## WHAT TO PRODUCE
Copy the records below, replacing every instance of "positive clicks" with "foreground clicks" and leaving everything else unchanged.

□ □ □ □ □

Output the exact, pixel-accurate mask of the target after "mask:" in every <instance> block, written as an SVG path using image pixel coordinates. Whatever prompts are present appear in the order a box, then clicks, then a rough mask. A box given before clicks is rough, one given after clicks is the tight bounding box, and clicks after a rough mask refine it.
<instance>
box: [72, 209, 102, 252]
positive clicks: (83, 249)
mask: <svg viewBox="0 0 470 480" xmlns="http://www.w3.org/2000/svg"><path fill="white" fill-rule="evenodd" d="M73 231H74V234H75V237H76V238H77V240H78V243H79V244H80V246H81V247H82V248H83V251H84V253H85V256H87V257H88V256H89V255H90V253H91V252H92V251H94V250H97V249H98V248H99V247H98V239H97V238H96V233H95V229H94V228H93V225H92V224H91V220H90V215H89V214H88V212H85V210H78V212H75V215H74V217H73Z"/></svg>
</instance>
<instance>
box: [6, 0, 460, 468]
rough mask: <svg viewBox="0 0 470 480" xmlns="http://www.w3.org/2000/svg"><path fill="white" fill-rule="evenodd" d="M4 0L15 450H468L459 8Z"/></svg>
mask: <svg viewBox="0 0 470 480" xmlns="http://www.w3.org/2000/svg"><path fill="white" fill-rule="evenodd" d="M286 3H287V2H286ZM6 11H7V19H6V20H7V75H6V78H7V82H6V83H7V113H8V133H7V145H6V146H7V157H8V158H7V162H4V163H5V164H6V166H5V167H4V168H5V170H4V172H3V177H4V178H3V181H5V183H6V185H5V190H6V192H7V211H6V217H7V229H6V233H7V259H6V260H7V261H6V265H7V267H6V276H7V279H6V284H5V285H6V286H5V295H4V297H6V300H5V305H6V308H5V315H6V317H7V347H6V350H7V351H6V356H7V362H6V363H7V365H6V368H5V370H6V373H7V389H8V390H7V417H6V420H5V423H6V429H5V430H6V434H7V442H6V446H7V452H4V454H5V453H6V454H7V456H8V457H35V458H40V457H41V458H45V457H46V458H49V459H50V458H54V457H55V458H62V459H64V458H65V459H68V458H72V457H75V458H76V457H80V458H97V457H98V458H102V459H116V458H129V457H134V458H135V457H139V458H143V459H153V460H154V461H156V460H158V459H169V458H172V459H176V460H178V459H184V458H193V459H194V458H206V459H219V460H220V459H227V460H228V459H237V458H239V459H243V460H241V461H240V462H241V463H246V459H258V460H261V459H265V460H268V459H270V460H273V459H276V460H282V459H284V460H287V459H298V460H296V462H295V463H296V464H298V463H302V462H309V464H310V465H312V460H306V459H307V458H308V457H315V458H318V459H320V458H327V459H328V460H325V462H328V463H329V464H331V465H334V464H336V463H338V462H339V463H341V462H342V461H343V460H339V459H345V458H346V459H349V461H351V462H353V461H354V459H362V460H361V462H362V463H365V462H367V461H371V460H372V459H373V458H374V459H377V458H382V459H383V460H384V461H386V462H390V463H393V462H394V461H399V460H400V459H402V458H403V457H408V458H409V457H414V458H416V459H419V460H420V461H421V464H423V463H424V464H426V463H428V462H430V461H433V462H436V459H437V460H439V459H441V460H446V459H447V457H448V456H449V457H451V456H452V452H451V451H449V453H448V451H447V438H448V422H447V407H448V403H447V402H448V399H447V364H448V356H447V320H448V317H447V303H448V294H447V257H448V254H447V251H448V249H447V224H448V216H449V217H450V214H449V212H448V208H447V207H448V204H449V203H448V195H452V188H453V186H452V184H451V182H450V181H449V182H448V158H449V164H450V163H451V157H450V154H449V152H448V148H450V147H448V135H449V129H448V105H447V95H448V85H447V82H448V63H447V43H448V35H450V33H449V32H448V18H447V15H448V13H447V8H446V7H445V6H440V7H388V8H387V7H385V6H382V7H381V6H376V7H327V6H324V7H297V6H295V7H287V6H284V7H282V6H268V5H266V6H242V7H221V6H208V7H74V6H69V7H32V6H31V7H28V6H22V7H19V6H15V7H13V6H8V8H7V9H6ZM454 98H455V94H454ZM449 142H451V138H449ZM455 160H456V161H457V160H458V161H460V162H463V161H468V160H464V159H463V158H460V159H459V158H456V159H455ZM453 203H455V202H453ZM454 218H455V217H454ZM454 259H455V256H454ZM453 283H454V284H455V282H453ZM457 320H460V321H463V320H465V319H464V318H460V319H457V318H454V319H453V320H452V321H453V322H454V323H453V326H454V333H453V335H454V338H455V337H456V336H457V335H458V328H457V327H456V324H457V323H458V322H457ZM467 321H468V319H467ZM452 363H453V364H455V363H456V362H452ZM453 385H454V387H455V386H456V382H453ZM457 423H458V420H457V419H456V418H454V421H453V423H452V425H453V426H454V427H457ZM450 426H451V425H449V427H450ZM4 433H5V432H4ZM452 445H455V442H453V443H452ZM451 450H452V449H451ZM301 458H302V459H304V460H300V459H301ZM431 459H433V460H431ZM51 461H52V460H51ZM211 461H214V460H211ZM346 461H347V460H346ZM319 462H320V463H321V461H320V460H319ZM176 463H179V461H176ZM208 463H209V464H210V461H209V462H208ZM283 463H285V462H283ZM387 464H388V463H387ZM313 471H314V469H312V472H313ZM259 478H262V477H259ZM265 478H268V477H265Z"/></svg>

□ □ □ □ □

## SOLUTION TO THIS PROBLEM
Output the exact, pixel-accurate mask of the target after "mask:" in every <instance> block, written as an SVG path using image pixel coordinates. Whatever prompts are present appear in the order a box, then clicks, then a rough mask. A box given before clicks is rough, one given after clicks is the tight bounding box, and clicks after a rough mask refine it.
<instance>
box: [72, 209, 102, 252]
foreground clicks: (83, 249)
mask: <svg viewBox="0 0 470 480" xmlns="http://www.w3.org/2000/svg"><path fill="white" fill-rule="evenodd" d="M73 231H74V234H75V237H76V238H77V240H78V243H79V244H80V246H81V247H82V248H83V251H84V253H85V256H87V257H88V256H89V255H90V253H91V252H92V251H94V250H97V249H98V248H99V247H98V239H97V238H96V233H95V229H94V228H93V225H92V224H91V220H90V215H89V214H88V212H85V210H78V212H75V215H74V217H73Z"/></svg>
</instance>
<instance>
box: [6, 0, 460, 468]
rough mask: <svg viewBox="0 0 470 480" xmlns="http://www.w3.org/2000/svg"><path fill="white" fill-rule="evenodd" d="M4 0L15 450H468L459 8Z"/></svg>
mask: <svg viewBox="0 0 470 480" xmlns="http://www.w3.org/2000/svg"><path fill="white" fill-rule="evenodd" d="M286 3H287V2H286ZM6 11H7V19H6V20H7V75H6V78H7V82H6V83H7V113H8V133H7V145H6V146H7V157H8V158H7V162H4V163H5V164H6V166H5V167H4V168H5V170H4V172H3V177H4V178H3V181H5V183H6V185H5V190H6V192H7V211H6V217H7V229H6V233H7V259H6V260H7V261H6V265H7V267H6V276H7V279H6V284H5V285H6V286H5V295H4V297H6V300H5V305H6V308H5V315H6V317H7V347H6V350H7V351H6V356H7V362H6V363H7V365H6V368H5V370H6V373H7V389H8V390H7V417H6V420H5V423H6V429H5V430H6V434H7V442H6V446H7V452H4V454H5V453H6V454H7V456H8V457H35V458H40V457H41V458H45V457H46V458H49V459H50V458H54V457H55V458H62V459H64V458H65V459H68V458H72V457H75V458H76V457H80V458H97V457H98V458H102V459H116V458H129V457H134V458H135V457H139V458H143V459H153V460H154V461H156V460H158V459H169V458H172V459H176V460H178V459H184V458H193V459H194V458H206V459H219V460H220V459H227V460H228V459H237V458H239V459H243V460H241V461H240V462H241V463H246V459H258V460H261V459H265V460H268V459H270V460H273V459H276V460H282V459H284V460H287V459H298V460H296V462H295V463H296V464H298V463H302V462H309V464H310V465H312V460H306V459H307V458H308V457H315V458H318V459H320V458H327V459H328V460H325V462H328V463H329V464H331V465H334V464H336V463H338V462H339V463H341V462H342V461H343V460H339V459H345V458H346V459H349V461H351V462H353V461H354V459H362V460H361V462H362V463H365V462H367V461H371V460H372V459H373V458H374V459H377V458H382V459H383V460H384V461H386V462H390V463H393V462H394V461H399V460H400V459H402V458H403V457H408V458H409V457H414V458H416V459H419V460H420V461H421V464H423V463H424V464H426V463H428V462H430V461H433V462H436V459H437V460H439V459H441V460H446V459H447V457H448V456H449V457H451V456H452V452H451V451H449V453H448V451H447V438H448V422H447V407H448V403H447V402H448V399H447V364H448V356H447V320H448V317H447V303H448V294H447V257H448V254H447V251H448V249H447V224H448V216H449V217H450V214H449V212H448V208H447V207H448V204H449V203H448V195H452V188H453V186H452V184H451V182H450V181H449V182H448V158H449V164H450V163H451V157H450V154H449V152H448V148H450V147H448V135H449V129H448V105H447V95H448V85H447V82H448V63H447V43H448V35H450V33H449V32H448V18H447V15H448V13H447V8H446V7H445V6H440V7H388V8H387V7H385V6H382V7H381V6H376V7H327V6H324V7H297V6H295V7H287V6H284V7H282V6H268V5H266V6H242V7H221V6H208V7H74V6H69V7H32V6H31V7H28V6H22V7H19V6H15V7H13V6H8V8H7V9H6ZM454 98H455V94H454ZM449 142H451V138H449ZM455 160H456V161H457V160H458V161H460V162H463V161H468V160H464V159H463V158H460V159H459V158H456V159H455ZM453 203H455V202H453ZM454 218H455V217H454ZM454 259H455V256H454ZM453 283H454V284H455V282H453ZM457 320H460V321H463V320H465V319H464V318H460V319H457V318H454V319H453V320H452V321H453V322H454V323H453V326H454V333H453V335H454V338H455V337H456V336H457V335H458V328H457V327H456V324H457V323H458V322H457ZM467 321H468V319H467ZM452 363H453V364H455V363H456V362H452ZM453 385H454V387H455V386H456V382H453ZM457 423H458V420H457V419H456V418H454V421H453V423H452V425H453V426H454V427H457ZM450 426H451V425H449V427H450ZM4 433H5V432H4ZM452 445H455V442H453V443H452ZM451 450H452V449H451ZM301 458H302V459H304V460H300V459H301ZM431 459H433V460H431ZM51 461H52V460H51ZM211 461H214V460H211ZM346 461H347V460H346ZM319 462H320V463H321V461H320V460H319ZM176 463H179V461H176ZM208 463H209V464H210V461H209V462H208ZM283 463H285V462H283ZM387 464H388V463H387ZM313 471H314V469H312V472H313ZM259 478H262V477H259ZM265 478H268V477H265Z"/></svg>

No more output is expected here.